Given task ::
Give the records below as a JSON list of strings, one string per line, with blank lines left out. Leave the pictures out.

Listing ::
....
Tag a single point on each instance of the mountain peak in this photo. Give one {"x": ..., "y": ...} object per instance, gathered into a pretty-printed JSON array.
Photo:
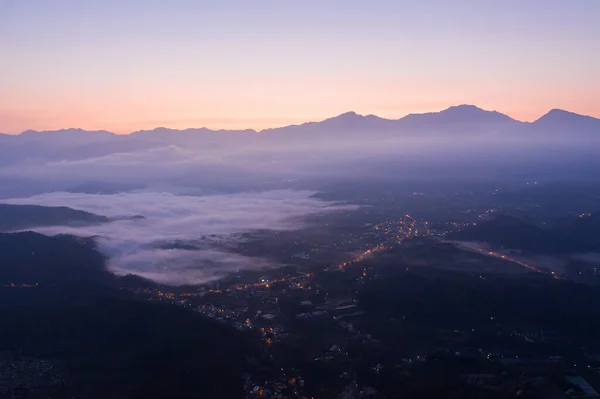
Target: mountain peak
[
  {"x": 461, "y": 114},
  {"x": 556, "y": 117}
]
....
Written response ::
[
  "Tag a single point on each instance of the mountain peak in this photo. Give one {\"x\": ..., \"y\": ...} object per instance, gathered into a pretty-printed JSON array.",
  "Photo:",
  "Target: mountain peak",
  "[",
  "  {\"x\": 461, \"y\": 114},",
  "  {\"x\": 556, \"y\": 117}",
  "]"
]